◆ **Work required**: Quote the data below in full, please, without altering anything.

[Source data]
──────────────────────────────

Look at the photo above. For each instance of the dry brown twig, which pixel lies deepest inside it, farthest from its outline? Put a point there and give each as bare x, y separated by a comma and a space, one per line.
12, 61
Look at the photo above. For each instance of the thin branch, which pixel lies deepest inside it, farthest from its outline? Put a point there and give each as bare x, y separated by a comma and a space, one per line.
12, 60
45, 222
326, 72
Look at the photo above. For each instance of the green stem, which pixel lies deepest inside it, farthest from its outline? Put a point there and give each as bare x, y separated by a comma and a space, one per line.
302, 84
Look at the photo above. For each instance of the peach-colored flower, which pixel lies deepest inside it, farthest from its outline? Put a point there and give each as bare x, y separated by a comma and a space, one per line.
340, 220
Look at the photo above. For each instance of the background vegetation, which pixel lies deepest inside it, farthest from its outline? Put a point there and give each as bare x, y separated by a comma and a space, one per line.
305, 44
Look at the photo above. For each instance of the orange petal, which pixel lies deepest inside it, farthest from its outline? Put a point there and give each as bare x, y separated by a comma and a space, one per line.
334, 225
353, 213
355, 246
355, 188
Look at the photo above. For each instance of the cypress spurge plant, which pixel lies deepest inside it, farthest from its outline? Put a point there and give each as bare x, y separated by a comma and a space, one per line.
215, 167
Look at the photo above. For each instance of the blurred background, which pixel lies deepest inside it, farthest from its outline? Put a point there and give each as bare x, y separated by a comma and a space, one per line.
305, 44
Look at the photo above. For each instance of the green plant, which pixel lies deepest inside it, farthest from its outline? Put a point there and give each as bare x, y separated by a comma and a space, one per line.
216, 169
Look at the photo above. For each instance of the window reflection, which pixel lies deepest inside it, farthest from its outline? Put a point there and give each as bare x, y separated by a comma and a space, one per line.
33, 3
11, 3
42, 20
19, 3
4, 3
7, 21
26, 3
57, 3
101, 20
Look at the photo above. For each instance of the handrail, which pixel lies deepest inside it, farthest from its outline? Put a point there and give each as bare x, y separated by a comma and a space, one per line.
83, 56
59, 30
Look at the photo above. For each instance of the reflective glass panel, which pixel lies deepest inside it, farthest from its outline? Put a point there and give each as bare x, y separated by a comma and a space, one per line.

──────────────────────────────

◆ **Output**:
Look at the photo above. For each instance of the dry brown twig, which pixel lies deepest inside it, farthest from its outline? Put a point there and give each as bare x, y separated by a comma and a space, one per line.
12, 61
Look at the photo above. For each instance of the thin branch, which pixel lies deepest inside it, farthest from its outline? Put a point there and give each as bare x, y separated by a comma and a space, one per line.
12, 60
45, 222
326, 72
Look at the photo above. For each instance of the green stem, which pixel lies deepest inside it, farthest from its outline? Put a point there and give each as bare x, y separated by a comma and a space, one per line.
302, 84
Look at the photo above. For each instance of the peach-colored flower, which pixel lies deepest inside it, farthest from its outline? Put a point there and give each as bare x, y separated by a comma and a space, one per line.
340, 220
Look at the photo above. For each instance of the background vegetation, which pixel lies deepest inside it, farthest from its outline? Put a point there and give each as bare x, y separated by a comma and a space, one per line.
305, 44
Look at the photo above. For each instance of the orange petal, which pixel lies deepest inside it, farthest from its outline? Put a point there and give each as bare x, y separated by a comma and a space, one per line.
334, 225
353, 213
355, 246
355, 188
Look at the photo above. For each instance of the cypress spurge plant, which pixel lies deepest inside it, farthest from its outline? Put a point there and give each as bare x, y separated by a comma and a space, one per line.
215, 167
Look at the photo above. For each instance of the blurred background, which pixel lies deepest inside it, farthest from its outline? Put a point there and give each as bare x, y separated by a comma and a space, one per line.
305, 44
Look at the photo above. For each instance of the green plant, which pixel lies deepest inside it, farthest from its outline? Put a point there and give each as bare x, y separated by a comma and a space, one per line.
216, 169
Look at the photo above. For each instance of the window reflection, which pixel lies deepest inside it, farthest from its outline? Put a point there and give each as bare x, y separated by a comma and a space, one per line.
33, 3
11, 3
42, 20
19, 3
4, 3
7, 21
26, 3
57, 3
101, 20
Look at the photo above. For each instance of the handrail, which pixel lies deepest inside it, farthest from its outline? Put a point there and give each as bare x, y separated by a comma and a space, one per line.
83, 56
59, 30
Look at the photo above. For each instance of the reflective glass panel, which pixel lies deepest inside it, farthest from its outline? Put a point there and give each as bare x, y separated by a comma and a space, one per line.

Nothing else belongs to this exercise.